» **Défis**:
- a) D'après le texte sur la part du travailleur au produit, pourquoi le droit du travailleur sur la matière se trouve-t-il parfois suspendu ? Répondez en une à trois phrases.
- b) Quels exemples de matière le texte sur la part du travailleur au produit donne-t-il ?
- c) Poursuivez le texte sur la part du travailleur au produit après sa dernière phrase.

» **Document**:
----------
De là, nous apprenons que la participation du travailleur au produit traduit en réalité le rôle du travail qu'il exerce dans la matière -les graines, les arbres, ou le capital commercial, par exemple- et du droit résultant de l'accomplissement de ce travail, et ce selon la théorie générale de la distribution de l'anté-production. Si ce rôle ou ce droit est parfois suspendu, c'est à cause d'un rôle ou d'un droit antérieur dont jouit une autre personne. Si cette personne renonce à son droit dans un contrat, tel le contrat de fermage ou d'autres contrats d'association entre le travailleur et le propriétaire du capital, il n'y a plus rien qui puisse empêcher d'accorder au travailleur son droit dans la matière -et dans les limites du renoncement de son ancien propriétaire- comme conséquence du travail qu'il y a accompli.
----------
Extraits de données d'annotation par points
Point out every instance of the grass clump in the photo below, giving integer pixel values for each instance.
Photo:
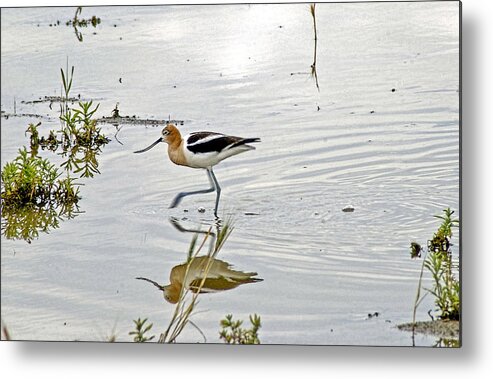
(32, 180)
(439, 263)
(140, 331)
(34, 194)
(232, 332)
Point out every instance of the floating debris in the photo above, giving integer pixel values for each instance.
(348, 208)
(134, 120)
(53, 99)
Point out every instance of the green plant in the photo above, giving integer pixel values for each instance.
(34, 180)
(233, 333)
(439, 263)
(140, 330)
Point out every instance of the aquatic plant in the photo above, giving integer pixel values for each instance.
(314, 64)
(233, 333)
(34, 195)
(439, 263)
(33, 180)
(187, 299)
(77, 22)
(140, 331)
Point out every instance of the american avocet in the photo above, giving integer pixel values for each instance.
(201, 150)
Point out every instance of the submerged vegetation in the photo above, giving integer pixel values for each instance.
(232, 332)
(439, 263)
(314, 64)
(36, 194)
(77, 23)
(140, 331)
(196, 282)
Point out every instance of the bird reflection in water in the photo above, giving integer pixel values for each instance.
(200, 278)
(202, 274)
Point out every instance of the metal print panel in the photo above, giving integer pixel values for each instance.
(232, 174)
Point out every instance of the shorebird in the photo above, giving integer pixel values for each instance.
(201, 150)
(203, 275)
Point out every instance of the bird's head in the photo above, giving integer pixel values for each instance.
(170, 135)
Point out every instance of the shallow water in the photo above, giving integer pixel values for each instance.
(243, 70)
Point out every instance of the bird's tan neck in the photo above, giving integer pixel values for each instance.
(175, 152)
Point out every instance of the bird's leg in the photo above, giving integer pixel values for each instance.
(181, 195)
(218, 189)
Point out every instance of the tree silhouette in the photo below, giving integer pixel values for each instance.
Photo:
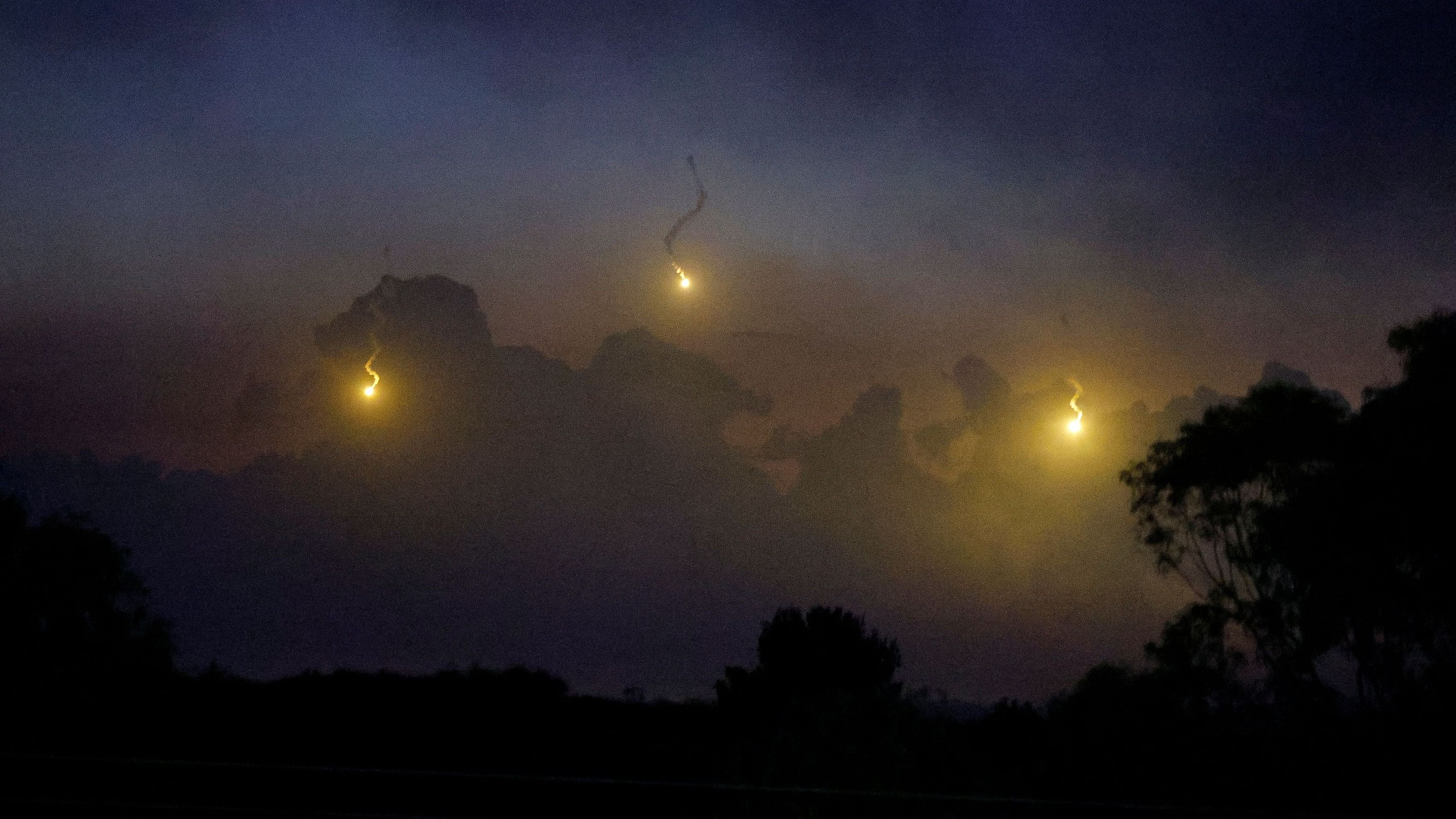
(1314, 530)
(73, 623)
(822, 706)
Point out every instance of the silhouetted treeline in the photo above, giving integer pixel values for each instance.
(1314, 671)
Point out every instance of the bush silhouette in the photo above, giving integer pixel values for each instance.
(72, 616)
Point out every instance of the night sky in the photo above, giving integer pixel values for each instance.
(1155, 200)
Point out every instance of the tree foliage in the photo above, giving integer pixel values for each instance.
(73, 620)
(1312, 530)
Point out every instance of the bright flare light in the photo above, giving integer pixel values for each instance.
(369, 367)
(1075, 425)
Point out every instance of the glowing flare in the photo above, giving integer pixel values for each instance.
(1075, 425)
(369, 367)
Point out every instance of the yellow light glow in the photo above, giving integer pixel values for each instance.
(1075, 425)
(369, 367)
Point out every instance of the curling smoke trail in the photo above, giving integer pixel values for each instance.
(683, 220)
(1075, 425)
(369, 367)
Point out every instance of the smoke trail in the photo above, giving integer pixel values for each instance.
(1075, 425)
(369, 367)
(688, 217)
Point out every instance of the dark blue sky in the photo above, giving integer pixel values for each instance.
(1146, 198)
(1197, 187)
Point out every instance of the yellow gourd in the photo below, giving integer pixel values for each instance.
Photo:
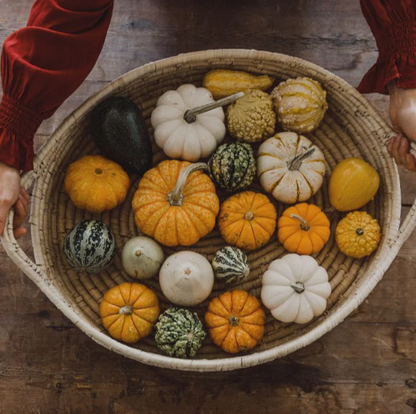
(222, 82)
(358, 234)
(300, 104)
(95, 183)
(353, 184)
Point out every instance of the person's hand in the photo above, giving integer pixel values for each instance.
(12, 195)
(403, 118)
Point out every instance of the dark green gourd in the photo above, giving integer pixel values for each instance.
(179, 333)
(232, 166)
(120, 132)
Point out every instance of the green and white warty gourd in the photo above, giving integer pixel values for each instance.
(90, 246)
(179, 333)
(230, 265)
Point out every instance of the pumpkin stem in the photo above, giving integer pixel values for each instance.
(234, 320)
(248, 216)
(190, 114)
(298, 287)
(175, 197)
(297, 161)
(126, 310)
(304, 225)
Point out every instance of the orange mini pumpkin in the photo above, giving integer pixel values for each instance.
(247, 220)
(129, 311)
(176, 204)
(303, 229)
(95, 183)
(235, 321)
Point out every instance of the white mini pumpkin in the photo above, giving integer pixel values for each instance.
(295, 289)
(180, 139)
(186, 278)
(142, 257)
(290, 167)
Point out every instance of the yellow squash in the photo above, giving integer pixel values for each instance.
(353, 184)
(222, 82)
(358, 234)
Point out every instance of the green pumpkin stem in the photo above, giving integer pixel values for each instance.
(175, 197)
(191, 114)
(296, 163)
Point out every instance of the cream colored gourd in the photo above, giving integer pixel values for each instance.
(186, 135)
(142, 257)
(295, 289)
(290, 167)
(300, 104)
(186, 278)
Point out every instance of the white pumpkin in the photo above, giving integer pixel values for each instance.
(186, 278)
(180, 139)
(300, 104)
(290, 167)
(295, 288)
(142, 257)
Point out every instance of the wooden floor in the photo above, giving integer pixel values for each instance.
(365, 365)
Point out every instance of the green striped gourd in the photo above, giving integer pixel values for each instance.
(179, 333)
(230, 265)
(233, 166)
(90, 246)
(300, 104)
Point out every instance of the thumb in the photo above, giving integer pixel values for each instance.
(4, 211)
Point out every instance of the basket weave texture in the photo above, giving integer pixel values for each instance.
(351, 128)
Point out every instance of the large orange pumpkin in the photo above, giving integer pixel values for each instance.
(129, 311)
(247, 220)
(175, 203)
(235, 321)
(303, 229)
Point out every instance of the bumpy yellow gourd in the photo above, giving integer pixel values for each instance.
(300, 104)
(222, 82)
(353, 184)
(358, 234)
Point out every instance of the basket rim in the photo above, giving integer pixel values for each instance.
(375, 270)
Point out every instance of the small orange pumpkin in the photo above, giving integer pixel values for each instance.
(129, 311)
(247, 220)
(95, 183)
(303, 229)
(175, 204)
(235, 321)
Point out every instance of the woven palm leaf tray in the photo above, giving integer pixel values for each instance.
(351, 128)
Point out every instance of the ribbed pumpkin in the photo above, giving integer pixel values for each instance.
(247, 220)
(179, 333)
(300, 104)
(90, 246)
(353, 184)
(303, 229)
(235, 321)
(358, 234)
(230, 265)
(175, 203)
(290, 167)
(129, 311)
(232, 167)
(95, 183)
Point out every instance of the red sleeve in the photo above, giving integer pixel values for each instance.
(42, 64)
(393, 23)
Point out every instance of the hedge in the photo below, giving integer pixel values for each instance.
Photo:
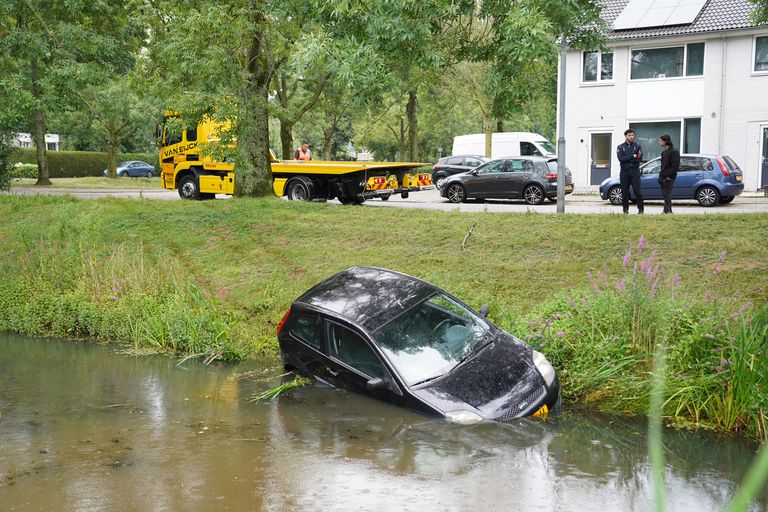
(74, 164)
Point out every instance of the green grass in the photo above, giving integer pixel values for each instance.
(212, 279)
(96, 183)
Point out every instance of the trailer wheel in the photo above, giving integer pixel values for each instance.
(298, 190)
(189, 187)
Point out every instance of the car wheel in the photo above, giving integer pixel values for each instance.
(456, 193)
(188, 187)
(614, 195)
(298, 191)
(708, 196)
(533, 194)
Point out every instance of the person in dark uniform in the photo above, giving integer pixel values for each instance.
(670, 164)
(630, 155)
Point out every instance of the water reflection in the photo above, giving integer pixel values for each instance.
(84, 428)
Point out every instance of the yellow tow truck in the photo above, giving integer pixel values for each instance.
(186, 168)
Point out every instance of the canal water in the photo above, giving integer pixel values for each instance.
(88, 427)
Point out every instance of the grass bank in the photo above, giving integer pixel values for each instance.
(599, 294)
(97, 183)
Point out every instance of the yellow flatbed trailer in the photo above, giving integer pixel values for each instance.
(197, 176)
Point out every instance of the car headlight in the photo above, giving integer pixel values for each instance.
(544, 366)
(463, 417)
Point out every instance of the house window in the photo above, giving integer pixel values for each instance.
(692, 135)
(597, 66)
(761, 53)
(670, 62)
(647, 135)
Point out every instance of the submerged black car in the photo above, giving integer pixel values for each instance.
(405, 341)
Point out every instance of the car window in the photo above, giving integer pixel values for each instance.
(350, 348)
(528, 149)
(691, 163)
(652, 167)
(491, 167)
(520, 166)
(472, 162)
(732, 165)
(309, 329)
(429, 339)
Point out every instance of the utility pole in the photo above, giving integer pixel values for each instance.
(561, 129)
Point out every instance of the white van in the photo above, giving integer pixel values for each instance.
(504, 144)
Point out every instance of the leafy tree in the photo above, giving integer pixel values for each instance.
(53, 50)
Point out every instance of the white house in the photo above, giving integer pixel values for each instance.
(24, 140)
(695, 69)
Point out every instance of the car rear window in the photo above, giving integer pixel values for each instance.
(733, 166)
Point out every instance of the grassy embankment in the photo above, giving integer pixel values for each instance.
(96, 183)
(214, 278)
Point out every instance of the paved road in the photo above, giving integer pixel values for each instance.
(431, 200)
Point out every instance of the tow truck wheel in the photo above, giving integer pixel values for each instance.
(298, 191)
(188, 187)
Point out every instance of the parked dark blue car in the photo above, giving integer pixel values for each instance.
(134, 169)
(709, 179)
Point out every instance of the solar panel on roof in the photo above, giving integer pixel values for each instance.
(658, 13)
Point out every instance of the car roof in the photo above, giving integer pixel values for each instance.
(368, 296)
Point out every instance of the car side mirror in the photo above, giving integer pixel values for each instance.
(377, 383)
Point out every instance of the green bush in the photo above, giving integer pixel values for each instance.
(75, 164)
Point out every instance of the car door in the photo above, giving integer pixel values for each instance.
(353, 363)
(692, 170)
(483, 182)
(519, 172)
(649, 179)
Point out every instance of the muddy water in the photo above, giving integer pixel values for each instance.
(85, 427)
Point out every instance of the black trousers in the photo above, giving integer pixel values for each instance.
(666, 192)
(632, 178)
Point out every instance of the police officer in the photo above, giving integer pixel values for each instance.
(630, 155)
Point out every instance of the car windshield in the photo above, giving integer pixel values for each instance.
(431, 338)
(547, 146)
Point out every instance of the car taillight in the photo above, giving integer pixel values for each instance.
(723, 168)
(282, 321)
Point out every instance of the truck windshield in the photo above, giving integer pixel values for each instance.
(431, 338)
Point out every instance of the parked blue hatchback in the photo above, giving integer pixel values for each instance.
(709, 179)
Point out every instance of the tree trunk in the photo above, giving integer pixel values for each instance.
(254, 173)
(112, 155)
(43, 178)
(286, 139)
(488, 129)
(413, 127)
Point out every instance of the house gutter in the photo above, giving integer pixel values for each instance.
----------
» **Réponses fournies**:
- a) Ce droit est parfois suspendu en raison d'un rôle ou d'un droit antérieur dont jouit une autre personne. Si cette personne y renonce dans un contrat, rien n'empêche plus d'accorder au travailleur son droit, dans les limites de ce renoncement.

- b) Les graines, les arbres et le capital commercial.

- c)
Quant aux outils de production, ils diffèrent fondamentalement du travail accompli par un travailleur en vertu desdits contrats. Car l'agriculteur qui est lié au propriétaire de la terre et des graines par un contrat de fermage, accomplit un travail et fait un effort au cours de l'opération agricole, et a de ce fait le droit de posséder le produit dans les limites autorisées par le contrat, alors que le propriétaire du filet, qui fournit celui-ci au chasseur, n'accomplit pas un travail dans l'opération de la chasse, ni ne dépense un effort pour s'emparer du gibier : c'est le chasseur tout seul qui accomplit le travail et dépense un effort. Dès lors, rien ne justifie que le propriétaire du filet acquière le droit de posséder la prise, étant donné que la justification en est le travail, et que le propriétaire du filet n'accomplit pas ce travail qui justifierait l'obtention de ce droit. Le fait que le chasseur lui concède ce droit ne suffit pas pour qu'on le lui accorde, étant donné que ce n'est pas conforme à la théorie générale de la distribution. Donc, ce n'est pas le droit du chasseur qui empêche le propriétaire du filet de s'approprier la prise, mais l'absence d'une justification théorique.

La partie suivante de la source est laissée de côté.